• **Data to process**:
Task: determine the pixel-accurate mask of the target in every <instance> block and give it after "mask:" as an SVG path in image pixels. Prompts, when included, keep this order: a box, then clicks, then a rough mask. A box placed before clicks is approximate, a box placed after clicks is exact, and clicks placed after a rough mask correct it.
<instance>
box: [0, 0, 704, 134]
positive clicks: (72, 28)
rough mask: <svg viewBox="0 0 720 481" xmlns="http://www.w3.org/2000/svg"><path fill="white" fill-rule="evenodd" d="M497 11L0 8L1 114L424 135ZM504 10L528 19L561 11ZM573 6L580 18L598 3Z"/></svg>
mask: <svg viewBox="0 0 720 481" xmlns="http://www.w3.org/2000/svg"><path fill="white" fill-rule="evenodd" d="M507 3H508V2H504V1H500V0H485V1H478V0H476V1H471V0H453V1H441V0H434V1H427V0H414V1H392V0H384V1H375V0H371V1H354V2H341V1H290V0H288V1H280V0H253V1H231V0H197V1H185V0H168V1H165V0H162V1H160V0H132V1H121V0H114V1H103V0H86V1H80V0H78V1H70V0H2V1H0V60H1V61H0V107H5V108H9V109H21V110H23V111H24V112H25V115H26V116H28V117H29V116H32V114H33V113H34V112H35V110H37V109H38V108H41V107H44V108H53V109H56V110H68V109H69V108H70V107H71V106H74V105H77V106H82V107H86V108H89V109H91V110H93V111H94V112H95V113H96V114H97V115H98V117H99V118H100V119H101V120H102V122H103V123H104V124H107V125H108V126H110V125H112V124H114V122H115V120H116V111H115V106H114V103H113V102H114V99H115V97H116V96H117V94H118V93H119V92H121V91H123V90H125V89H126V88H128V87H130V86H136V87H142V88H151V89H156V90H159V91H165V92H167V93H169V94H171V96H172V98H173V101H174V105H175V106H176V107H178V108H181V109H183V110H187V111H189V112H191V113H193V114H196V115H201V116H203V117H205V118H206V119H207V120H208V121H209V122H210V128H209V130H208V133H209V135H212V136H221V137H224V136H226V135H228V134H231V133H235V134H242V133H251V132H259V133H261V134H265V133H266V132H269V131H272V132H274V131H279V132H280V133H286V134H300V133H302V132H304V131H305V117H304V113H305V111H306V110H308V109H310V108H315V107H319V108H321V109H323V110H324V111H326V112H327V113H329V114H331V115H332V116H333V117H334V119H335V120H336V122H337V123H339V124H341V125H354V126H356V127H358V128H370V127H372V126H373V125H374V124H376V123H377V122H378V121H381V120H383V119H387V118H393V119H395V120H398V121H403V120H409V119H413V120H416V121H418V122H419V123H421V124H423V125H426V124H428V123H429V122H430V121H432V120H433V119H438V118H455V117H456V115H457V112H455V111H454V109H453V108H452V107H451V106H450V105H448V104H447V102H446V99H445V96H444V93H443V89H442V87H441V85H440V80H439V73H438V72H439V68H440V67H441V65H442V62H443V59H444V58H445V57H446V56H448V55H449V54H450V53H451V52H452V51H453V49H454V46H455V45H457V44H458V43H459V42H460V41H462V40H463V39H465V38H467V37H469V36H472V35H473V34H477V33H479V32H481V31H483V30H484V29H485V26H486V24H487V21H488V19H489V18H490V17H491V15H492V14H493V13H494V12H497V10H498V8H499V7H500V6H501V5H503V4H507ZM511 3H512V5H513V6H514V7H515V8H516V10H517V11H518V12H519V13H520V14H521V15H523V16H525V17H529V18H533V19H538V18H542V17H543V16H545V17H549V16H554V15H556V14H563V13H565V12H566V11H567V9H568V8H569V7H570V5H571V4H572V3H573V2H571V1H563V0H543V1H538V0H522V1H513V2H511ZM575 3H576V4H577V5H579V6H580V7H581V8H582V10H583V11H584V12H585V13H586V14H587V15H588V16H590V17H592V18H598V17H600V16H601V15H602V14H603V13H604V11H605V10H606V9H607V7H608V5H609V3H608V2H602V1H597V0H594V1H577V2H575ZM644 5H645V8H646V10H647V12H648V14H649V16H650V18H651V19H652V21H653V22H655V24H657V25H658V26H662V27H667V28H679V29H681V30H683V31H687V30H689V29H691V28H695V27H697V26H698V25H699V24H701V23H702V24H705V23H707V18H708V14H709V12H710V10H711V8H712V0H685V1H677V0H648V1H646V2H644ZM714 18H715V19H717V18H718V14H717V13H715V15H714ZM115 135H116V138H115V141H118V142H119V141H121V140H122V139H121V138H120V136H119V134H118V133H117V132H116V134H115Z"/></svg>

• **The problem**:
Extract, verbatim, the listing from its first line through the line containing "rough mask: <svg", with both of those lines included.

• **Task result**:
Task: determine the pixel-accurate mask of the target in every <instance> block and give it after "mask:" as an SVG path in image pixels. Prompts, when included, keep this order: a box, then clicks, then a rough mask. A box placed before clicks is approximate, a box placed after clicks is exact, and clicks placed after a rough mask correct it.
<instance>
box: [0, 0, 704, 134]
positive clicks: (72, 28)
rough mask: <svg viewBox="0 0 720 481" xmlns="http://www.w3.org/2000/svg"><path fill="white" fill-rule="evenodd" d="M497 11L0 8L1 114L424 135ZM504 10L528 19L561 11ZM573 6L580 18L598 3Z"/></svg>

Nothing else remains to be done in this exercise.